● AUFGABE 1
Welchen Preis erhielt Joachim Kalka laut dem Textauszug von der Deutschen Akademie für Sprache und Dichtung für sein Übersetzungswerk?

● TEXTAUSZUG
-.-.-

John Maynard Keynes, geboren 1883, gestorben 1946, gilt als der überragende Wirtschaftswissenschaftler des 20. Jahrhunderts. Seine ­Kritik des Versailler Friedensvertrags machte ihn 1920 mit einem Schlag berühmt. Mit seinen Schriften zu Inflation und Geldwertpolitik wurde er einer der Väter des modernen Weltwährungssystems. Joachim Kalka, geboren 1948, lebt als Autor, Kritiker und Übersetzer in Leipzig. Die Deutsche Akademie für Sprache und Dichtung verlieh ihm für sein Übersetzungswerk den Johann-Heinrich-Voß-Preis und ­wählte ihn 1997 zum Mitglied. Bei Berenberg erschienen zahlreiche seiner Essaybände und Übersetzungen aus dem Englischen und Französischen.

II. EUROPA VOR DEM KRIEG


Vor 1870 hatten sich bereits verschiedene Teile des kleinen europäischen Kontinents auf bestimmte Produkte spezialisiert, doch versorgten sich die Staaten Europas insgesamt weitgehend selbst. Und die Bevölkerungszahl verhielt sich dieser Sachlage entsprechend.

-.-.-

● AUSGELESENE EINTRÄGE
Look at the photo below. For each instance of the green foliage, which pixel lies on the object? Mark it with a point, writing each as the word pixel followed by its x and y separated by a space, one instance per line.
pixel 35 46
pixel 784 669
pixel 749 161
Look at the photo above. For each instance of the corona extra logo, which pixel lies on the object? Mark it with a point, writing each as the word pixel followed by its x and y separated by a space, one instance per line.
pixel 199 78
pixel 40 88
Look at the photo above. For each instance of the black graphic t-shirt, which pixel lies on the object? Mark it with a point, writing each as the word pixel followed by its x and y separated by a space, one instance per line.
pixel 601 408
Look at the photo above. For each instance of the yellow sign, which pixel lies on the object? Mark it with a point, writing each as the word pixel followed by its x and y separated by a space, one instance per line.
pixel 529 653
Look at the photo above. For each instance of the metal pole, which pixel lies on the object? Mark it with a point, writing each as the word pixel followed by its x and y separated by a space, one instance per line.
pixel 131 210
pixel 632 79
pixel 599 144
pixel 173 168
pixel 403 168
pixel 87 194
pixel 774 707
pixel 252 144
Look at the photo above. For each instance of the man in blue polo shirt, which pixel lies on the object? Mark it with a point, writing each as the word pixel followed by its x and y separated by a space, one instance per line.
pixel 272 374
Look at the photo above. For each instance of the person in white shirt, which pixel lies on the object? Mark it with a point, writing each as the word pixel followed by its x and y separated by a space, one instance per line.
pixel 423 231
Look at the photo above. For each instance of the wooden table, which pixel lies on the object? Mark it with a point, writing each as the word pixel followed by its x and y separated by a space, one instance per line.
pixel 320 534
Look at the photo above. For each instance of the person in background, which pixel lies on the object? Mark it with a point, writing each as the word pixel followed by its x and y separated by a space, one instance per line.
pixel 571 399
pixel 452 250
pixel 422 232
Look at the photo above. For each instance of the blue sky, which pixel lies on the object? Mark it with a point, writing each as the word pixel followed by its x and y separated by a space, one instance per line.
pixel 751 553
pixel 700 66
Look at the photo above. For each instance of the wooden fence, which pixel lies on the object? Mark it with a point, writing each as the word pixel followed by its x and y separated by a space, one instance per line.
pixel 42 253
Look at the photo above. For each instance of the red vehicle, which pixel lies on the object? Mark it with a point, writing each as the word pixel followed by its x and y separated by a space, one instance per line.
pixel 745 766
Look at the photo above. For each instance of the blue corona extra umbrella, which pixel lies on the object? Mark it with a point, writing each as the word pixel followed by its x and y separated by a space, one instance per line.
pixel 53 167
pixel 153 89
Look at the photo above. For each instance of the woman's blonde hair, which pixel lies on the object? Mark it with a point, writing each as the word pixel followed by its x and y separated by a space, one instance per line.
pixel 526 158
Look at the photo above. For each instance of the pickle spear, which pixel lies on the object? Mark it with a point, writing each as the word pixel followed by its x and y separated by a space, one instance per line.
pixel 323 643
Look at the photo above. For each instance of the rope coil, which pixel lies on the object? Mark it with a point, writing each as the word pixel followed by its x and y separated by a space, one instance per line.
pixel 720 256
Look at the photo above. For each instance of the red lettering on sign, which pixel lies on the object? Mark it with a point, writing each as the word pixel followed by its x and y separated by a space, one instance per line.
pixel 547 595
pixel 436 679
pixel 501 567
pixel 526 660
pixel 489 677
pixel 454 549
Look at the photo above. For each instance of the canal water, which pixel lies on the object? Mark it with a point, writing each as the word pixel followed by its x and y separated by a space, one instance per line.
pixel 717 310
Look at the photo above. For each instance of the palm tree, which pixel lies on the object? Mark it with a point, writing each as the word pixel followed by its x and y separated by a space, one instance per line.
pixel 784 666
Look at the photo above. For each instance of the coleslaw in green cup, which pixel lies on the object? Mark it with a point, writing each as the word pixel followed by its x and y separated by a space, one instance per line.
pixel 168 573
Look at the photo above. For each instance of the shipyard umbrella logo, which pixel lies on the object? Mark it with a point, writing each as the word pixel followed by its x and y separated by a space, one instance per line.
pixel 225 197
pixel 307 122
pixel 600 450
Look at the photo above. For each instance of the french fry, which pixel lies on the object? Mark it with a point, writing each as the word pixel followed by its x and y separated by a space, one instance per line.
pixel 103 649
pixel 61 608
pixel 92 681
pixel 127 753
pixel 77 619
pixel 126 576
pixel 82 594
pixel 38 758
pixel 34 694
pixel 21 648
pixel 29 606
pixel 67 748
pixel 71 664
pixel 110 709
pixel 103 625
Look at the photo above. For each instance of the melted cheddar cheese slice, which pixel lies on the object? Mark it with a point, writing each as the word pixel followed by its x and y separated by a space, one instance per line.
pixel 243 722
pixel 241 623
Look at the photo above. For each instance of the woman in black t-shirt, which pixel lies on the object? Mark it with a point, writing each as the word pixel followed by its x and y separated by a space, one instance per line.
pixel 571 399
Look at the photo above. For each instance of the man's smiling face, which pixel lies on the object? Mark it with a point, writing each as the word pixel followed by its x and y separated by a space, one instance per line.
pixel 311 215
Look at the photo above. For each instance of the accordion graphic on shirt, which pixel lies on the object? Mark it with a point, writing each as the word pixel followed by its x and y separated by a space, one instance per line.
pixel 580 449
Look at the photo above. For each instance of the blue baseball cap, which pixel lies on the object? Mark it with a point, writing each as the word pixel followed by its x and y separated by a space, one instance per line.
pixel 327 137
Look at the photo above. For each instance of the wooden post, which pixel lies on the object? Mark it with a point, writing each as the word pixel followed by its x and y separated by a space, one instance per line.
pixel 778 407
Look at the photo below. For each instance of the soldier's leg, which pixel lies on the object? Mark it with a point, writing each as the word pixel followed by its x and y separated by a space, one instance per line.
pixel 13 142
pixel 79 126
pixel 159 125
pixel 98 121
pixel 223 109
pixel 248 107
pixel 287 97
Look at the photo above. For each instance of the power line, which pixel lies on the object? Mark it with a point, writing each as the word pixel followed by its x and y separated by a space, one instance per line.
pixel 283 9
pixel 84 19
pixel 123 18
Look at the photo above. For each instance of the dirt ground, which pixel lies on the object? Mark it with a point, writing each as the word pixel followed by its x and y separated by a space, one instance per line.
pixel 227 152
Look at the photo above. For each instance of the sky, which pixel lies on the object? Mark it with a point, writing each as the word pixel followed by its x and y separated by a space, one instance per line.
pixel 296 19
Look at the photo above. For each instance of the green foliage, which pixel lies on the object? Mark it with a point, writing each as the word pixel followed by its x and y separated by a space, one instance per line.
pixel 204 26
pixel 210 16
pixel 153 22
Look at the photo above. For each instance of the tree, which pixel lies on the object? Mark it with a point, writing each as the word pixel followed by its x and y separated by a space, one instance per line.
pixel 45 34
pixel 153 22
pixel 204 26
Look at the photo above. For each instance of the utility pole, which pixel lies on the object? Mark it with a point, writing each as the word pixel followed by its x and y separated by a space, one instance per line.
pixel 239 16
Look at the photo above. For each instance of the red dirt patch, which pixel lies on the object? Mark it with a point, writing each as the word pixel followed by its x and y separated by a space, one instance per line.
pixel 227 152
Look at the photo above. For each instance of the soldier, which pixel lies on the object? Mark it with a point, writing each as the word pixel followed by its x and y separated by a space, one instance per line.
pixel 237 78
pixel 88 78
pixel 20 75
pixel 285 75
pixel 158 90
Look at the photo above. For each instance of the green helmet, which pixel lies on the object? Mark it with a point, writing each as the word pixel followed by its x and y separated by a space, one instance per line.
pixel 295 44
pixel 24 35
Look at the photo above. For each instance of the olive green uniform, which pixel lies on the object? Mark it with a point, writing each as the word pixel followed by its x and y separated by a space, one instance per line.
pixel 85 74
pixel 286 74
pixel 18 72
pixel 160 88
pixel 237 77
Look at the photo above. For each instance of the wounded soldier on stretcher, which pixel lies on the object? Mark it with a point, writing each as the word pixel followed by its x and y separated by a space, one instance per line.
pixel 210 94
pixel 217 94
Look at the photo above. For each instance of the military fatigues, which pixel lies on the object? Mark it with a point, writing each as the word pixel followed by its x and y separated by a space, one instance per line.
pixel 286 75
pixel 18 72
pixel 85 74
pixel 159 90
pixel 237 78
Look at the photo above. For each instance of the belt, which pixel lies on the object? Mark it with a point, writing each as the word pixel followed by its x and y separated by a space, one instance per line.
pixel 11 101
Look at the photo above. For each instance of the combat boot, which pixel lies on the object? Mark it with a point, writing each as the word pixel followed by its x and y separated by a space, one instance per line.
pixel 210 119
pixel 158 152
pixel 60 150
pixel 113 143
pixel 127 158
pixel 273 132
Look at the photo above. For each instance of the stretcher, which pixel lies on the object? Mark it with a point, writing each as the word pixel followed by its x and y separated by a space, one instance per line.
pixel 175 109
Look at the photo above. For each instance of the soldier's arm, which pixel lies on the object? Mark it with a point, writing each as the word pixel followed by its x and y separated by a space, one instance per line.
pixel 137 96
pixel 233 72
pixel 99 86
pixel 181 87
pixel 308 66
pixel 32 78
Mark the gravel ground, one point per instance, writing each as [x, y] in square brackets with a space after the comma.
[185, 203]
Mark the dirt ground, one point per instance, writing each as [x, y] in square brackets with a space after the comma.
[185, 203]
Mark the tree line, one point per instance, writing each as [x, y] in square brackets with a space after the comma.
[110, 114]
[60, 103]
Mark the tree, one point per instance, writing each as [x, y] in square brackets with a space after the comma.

-.-.-

● AUFGABE 2
Übertrage die Zeilen der Einträge in eine Markdown-Tabelle mit den Spalten „Nr.“ und „Zeile“. Beginne bei der Zeile mit "Look at the photo above. For each instance of the shipyard", ende bei der Zeile mit "pixel 600 450" und lass Leerzeilen weg.

● ANTWORT 1
Den Johann-Heinrich-Voß-Preis.

● ANTWORT 2
| Nr. | Zeile |
|---|---|
| 1 | Look at the photo above. For each instance of the shipyard umbrella logo, which pixel lies on the object? Mark it with a point, writing each as the word pixel followed by its x and y separated by a space, one instance per line. |
| 2 | pixel 225 197 |
| 3 | pixel 307 122 |
| 4 | pixel 600 450 |